__WHAT TO PRODUCE__:
Take every line from the entries below that includes the word "white" and copy it.

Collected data
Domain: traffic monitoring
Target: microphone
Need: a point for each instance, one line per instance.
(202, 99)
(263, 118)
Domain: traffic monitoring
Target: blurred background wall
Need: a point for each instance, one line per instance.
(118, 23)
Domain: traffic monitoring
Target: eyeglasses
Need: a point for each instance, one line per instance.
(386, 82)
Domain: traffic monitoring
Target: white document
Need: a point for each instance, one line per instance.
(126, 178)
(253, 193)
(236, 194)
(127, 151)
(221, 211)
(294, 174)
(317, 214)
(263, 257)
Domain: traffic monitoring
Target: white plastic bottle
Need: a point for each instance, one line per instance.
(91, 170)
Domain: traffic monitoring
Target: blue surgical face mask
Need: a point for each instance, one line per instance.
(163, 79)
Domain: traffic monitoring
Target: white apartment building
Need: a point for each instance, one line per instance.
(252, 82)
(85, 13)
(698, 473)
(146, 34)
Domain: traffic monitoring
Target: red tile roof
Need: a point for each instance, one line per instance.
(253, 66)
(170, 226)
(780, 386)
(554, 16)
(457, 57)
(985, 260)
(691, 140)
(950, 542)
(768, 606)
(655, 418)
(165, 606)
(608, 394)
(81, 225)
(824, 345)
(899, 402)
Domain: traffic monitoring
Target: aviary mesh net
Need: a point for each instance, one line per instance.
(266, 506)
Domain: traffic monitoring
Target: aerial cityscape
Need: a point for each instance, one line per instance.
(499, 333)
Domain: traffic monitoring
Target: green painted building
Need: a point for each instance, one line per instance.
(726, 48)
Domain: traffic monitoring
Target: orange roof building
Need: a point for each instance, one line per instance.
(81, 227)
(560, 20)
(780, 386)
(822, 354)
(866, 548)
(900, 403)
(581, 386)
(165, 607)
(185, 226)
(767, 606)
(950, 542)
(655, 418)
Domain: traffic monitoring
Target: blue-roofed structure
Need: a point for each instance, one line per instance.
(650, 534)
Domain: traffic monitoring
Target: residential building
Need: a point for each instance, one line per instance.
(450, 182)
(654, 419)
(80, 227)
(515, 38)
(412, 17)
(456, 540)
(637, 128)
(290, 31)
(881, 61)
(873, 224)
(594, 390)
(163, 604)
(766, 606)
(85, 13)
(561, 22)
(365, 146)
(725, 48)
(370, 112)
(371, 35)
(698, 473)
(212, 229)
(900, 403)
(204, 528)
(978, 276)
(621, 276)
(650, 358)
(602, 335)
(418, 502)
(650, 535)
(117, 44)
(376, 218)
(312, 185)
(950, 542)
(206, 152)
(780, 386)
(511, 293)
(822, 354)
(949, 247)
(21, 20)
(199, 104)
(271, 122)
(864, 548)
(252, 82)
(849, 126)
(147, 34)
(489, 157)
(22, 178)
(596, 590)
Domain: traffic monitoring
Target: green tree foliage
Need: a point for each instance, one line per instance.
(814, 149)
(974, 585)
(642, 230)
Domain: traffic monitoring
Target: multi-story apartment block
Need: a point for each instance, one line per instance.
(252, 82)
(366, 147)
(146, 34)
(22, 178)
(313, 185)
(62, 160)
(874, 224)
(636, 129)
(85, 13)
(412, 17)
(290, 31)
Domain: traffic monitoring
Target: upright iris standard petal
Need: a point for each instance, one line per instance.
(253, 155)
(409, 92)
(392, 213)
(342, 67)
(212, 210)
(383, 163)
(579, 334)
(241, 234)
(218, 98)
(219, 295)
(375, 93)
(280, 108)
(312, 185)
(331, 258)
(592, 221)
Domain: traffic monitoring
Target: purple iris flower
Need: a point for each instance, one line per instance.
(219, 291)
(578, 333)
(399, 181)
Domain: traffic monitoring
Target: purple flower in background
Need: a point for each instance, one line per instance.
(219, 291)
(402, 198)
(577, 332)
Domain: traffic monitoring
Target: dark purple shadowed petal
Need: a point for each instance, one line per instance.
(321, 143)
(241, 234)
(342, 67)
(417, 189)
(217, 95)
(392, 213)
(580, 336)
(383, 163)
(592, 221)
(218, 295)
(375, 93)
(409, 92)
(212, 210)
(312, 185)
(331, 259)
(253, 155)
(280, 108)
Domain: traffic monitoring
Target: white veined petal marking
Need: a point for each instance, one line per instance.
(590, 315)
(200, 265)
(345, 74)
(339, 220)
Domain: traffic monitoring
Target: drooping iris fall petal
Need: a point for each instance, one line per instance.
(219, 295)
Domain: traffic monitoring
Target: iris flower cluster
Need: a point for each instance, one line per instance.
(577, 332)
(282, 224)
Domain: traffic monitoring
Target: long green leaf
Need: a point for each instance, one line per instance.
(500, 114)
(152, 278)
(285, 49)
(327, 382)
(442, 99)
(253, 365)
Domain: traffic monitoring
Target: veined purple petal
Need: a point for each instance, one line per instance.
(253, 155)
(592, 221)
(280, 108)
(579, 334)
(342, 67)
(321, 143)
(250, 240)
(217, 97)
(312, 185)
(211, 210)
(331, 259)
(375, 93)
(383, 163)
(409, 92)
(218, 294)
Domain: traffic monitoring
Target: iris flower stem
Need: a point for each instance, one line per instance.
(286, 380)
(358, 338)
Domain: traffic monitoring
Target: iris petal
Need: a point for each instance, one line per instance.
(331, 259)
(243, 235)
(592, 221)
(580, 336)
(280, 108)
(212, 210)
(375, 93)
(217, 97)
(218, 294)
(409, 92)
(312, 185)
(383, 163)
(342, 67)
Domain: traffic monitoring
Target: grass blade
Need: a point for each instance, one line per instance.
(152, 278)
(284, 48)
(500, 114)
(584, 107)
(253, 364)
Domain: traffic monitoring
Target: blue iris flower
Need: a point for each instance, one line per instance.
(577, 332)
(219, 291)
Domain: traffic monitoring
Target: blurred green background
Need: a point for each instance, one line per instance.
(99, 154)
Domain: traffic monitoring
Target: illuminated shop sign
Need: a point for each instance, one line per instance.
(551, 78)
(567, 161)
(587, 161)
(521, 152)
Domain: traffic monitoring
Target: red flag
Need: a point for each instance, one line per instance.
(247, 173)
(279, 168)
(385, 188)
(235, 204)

__OUTPUT FOR THIS TASK__:
Target: white document
Target: white plastic bottle
Target: white apartment building
Target: white veined petal marking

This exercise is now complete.